#### GETOONDE TEKST

Misschien bedenk jij nog meer overeenkomsten. Verzoekje van mij: laat dat hieronder in de reacties weten, daarmee help je mij, je collega’s, en daarmee indirect ook de mensheid. Binnenkort meer hierover.
5 reacties op “Wat je als verhalenschrijver kunt leren van de fotografie”
[…] je dit verhaalbegin zou zien als een foto, dan bevinden de hoofdpersoon en zijn vrouw zich binnen het kader. De ruziënde buren vallen erbuiten (en blijven daar bijna het hele verhaal; alleen van de buurman […]
Ik moet het helaas grondig oneens zijn met het verschil tussen film en foto, afgezet tegen roman en kort verhaal.
Ook de film kent het genre van de korte film (“shorts”), en daarin is, net als in de literatuur, een andere aanpak gangbaar dan in de avondvullende bioscoopfilms. Zowel kader als diepte spelen een rol in de filmtechniek. Sluitersnelheid niet als zodanig, maar dat heeft alles te maken met de belichting (ik laat de natuurkundige uitleg even voor wat het is) en die is in film net zo belangrijk als in de fotografie. Ik ziet dat ook meer als de sfeerschildering dan de tijd, want de tijd meet je bij film in meters. Of naar literatuur vertaald: hoeveel woorden wil je gebruiken om de exacte sfeer te schilderen? Is een abstracte Mondriaan voldoende of moet het een gedetailleerde Jeroen Bosch zijn? Doe je het punt voor punt of met de verfroller?
Film is veel belangrijker als analogie met korte verhalen. Film kent namelijk naast de beelden die nauwelijks bewegen (in de literatuur: beschrijvingen van de omgeving en het overgrote deel van dialogen: elementen die de sfeer schilderen maar de plot geen stap verder helpen) ook bewegende beelden (in de literatuur: de actie in het verhaal waardoor de situatie in het verhaal veranderd, de plot voortgestuwd wordt). Een verhaal is geen “still”, een verhaal dat in het begin en het einde en in het midden hetzelfde is, is geen verhaal. Zelfs een cursiefje komt met een punchline daarover heen. Verschillende soorten beelden maken een verhaal levendig.

########
#### FRAGMENT DATASET

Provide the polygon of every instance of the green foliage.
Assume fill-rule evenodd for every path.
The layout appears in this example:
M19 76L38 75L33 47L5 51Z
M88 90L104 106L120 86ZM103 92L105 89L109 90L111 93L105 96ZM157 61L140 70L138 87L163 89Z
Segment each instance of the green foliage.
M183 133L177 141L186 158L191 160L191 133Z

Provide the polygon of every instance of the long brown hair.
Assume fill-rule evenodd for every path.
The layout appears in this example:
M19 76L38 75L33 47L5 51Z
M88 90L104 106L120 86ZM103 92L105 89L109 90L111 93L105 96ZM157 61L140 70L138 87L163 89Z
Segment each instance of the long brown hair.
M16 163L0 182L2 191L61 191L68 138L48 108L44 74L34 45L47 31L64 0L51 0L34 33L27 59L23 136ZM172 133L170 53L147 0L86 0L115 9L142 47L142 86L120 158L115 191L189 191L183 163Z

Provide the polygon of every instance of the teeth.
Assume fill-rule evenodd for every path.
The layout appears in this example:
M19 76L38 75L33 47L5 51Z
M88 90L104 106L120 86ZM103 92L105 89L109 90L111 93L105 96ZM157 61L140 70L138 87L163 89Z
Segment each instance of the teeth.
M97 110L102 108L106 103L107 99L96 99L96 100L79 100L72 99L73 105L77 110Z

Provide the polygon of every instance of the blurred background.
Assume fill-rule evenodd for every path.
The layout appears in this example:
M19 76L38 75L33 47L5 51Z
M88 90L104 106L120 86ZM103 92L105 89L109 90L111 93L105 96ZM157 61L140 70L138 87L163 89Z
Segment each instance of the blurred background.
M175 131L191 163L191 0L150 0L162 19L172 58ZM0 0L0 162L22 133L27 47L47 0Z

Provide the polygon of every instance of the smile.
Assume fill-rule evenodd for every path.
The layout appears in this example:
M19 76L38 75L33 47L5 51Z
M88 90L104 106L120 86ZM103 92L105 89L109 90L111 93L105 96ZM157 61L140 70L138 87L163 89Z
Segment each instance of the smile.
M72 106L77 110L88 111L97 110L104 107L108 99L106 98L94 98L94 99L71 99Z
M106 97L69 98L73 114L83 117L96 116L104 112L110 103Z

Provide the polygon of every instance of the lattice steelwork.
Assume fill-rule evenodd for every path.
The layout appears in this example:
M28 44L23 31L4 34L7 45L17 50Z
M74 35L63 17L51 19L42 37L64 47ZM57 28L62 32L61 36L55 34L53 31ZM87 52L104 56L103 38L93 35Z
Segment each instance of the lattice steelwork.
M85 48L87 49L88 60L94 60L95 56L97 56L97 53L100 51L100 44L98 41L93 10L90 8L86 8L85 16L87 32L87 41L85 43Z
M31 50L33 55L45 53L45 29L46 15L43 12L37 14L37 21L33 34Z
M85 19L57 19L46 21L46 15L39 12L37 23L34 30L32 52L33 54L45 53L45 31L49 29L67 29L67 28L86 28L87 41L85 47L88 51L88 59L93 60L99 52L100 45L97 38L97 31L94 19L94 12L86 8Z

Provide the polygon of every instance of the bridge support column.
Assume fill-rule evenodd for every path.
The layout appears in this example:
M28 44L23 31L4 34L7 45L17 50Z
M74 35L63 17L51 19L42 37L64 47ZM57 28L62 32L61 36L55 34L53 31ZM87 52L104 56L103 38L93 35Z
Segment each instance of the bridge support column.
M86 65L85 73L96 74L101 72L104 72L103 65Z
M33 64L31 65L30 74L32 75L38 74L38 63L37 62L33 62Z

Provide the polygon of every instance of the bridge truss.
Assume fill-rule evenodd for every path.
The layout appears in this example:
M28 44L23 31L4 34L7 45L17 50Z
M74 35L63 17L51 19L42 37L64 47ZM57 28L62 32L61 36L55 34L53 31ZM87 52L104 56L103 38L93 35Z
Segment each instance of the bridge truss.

########

• _OPDRACHTEN_
[a] Beantwoord de volgende vragen op basis van de tekst over verhalen en fotografie:
(i) Hoeveel reacties staan er volgens de kop onder het stuk?
(ii) Welke personen bevinden zich binnen het kader als je het verhaalbegin als een foto ziet?
(iii) Waarin meet je bij film de tijd?
[b] Noem alle zinnen in de tekst over verhalen en fotografie die eindigen op een vraagteken.
[c] Geef bij elke bewering aan of die overeenkomt met de tekst over verhalen en fotografie. Citeer de woorden die de doorslag geven.
(i) Sluitersnelheid speelt als zodanig een rol in de filmtechniek.
(ii) De ruziënde buren vallen buiten het kader.
(iii) De schrijver van de reactie is het eens met het verschil tussen film en foto.
De items spelen hierbij geen enkele rol.

• _ANTWOORDEN PER OPDRACHT_
[a]
(i) 5 reacties.
(ii) De hoofdpersoon en zijn vrouw.
(iii) In meters.

[b]
- hoeveel woorden wil je gebruiken om de exacte sfeer te schilderen?
- Is een abstracte Mondriaan voldoende of moet het een gedetailleerde Jeroen Bosch zijn?
- Doe je het punt voor punt of met de verfroller?

[c]
(i) Nee: "Sluitersnelheid niet als zodanig"
(ii) Ja: "De ruziënde buren vallen erbuiten"
(iii) Nee: "Ik moet het helaas grondig oneens zijn met het verschil tussen film en foto"